Your answer should consist of every line in the records that holds "below".

(INFORMATION SUPPLIED)

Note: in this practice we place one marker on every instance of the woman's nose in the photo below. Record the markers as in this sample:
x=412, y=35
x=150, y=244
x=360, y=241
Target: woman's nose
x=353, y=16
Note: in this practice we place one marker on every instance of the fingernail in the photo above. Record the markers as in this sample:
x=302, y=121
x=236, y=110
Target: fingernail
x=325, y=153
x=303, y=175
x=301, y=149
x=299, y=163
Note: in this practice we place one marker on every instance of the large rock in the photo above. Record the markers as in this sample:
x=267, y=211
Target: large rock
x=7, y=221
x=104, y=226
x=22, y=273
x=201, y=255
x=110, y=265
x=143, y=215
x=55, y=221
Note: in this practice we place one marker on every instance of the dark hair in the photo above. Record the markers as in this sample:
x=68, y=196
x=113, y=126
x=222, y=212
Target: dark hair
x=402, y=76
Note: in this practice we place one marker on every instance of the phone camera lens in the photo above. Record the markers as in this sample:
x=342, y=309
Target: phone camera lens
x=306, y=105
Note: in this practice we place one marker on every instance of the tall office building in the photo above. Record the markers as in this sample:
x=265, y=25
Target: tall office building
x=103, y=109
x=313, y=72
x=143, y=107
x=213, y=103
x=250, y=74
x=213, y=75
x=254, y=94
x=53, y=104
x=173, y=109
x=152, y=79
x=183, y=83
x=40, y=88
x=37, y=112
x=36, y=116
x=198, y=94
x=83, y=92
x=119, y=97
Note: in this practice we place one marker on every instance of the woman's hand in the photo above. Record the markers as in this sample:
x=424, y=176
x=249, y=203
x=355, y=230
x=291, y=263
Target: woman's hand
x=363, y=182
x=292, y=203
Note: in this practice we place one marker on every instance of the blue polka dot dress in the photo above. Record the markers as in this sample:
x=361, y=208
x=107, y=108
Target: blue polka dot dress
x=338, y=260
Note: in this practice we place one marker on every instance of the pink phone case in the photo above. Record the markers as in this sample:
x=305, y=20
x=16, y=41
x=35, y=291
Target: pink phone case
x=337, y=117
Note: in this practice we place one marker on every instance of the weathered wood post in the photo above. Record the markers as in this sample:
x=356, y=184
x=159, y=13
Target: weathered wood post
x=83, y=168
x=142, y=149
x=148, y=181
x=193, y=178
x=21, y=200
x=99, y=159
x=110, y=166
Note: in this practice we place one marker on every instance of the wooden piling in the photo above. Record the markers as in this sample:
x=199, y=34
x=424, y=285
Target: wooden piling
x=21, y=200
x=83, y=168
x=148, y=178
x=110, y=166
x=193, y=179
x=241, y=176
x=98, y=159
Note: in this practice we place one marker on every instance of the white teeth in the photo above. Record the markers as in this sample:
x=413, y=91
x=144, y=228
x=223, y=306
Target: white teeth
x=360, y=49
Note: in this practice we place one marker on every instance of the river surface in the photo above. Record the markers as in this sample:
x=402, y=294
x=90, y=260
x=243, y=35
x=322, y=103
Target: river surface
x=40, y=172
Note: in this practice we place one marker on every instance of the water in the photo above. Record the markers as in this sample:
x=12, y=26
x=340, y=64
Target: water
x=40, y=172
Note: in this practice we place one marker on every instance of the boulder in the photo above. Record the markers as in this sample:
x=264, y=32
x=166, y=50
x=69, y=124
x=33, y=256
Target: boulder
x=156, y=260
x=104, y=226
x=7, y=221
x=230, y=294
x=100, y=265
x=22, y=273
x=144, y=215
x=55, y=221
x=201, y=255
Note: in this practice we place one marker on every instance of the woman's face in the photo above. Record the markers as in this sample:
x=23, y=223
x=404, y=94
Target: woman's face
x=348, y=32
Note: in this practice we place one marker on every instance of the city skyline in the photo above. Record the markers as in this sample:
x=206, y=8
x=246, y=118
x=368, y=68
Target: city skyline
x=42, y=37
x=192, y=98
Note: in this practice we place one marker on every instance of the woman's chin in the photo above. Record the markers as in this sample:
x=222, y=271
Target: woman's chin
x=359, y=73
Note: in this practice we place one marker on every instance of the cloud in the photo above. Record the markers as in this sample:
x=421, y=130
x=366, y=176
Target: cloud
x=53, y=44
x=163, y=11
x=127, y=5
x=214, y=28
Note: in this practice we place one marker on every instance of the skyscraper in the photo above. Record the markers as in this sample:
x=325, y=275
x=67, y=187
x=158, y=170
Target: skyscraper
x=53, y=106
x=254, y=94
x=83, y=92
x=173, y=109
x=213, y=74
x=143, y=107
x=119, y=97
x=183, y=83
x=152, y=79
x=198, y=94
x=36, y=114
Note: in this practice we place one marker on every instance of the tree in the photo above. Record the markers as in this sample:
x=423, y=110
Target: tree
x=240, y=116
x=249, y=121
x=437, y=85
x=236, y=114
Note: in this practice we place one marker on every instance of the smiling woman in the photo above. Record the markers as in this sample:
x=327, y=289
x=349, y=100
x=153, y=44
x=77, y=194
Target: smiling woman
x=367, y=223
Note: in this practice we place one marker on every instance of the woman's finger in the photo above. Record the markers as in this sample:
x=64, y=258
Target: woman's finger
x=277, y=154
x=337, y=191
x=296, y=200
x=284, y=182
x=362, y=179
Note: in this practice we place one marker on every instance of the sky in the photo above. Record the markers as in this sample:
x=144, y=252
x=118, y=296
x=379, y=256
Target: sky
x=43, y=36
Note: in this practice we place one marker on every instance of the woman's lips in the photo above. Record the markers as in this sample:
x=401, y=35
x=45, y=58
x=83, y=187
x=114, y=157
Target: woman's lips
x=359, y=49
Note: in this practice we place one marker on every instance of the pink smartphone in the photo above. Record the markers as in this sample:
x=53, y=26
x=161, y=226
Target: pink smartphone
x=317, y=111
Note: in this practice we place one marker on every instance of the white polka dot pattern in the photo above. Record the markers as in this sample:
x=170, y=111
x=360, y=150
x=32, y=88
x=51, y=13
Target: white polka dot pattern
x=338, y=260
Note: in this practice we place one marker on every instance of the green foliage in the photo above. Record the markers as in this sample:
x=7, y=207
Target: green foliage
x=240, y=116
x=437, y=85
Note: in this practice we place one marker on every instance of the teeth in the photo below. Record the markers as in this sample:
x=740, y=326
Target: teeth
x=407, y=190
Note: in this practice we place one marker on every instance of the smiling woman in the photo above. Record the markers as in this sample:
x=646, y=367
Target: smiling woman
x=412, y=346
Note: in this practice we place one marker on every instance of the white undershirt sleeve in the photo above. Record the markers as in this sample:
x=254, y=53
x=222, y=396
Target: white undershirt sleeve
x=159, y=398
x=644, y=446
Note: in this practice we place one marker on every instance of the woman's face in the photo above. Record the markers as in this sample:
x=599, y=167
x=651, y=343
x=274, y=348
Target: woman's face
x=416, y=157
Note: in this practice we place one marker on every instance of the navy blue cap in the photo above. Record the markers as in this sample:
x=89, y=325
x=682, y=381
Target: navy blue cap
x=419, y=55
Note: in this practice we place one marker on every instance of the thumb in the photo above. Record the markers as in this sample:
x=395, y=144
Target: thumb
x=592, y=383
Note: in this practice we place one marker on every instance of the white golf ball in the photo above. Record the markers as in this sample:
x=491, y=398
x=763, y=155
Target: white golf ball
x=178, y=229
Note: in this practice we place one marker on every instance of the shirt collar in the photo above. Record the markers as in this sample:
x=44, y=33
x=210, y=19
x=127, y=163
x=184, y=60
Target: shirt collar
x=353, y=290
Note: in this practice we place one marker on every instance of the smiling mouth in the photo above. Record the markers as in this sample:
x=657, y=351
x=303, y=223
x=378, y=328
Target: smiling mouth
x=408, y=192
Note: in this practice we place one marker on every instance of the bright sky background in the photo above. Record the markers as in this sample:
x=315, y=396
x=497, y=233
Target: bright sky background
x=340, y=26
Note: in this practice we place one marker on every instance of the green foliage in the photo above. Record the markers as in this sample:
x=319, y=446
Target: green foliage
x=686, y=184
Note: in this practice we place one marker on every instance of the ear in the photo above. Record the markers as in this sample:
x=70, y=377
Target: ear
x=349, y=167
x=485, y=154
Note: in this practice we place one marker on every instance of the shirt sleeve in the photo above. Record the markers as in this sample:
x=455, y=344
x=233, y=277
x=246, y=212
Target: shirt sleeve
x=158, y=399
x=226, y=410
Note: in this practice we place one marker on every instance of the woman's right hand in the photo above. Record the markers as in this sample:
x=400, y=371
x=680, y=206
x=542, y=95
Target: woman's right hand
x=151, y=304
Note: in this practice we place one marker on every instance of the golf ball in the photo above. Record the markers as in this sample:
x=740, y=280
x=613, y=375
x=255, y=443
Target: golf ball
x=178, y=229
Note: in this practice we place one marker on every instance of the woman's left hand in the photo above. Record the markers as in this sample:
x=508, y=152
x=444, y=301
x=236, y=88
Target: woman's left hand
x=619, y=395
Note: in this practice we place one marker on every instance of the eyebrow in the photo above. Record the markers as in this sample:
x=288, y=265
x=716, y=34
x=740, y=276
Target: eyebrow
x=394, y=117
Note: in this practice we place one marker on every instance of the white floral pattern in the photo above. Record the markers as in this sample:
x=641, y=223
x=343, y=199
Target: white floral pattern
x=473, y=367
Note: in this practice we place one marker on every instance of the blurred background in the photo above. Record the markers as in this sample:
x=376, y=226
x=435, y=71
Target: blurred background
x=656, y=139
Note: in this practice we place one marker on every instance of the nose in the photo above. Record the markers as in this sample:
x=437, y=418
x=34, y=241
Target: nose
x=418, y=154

(End INFORMATION SUPPLIED)

**OUTPUT FOR THIS EXERCISE:**
Note: in this practice we place one marker on every instance of the woman's nose in the photo below. Record the markers as in this sample:
Note: in this practice we place one marker on every instance of the teeth in the photo below. Record the markers as in this sample:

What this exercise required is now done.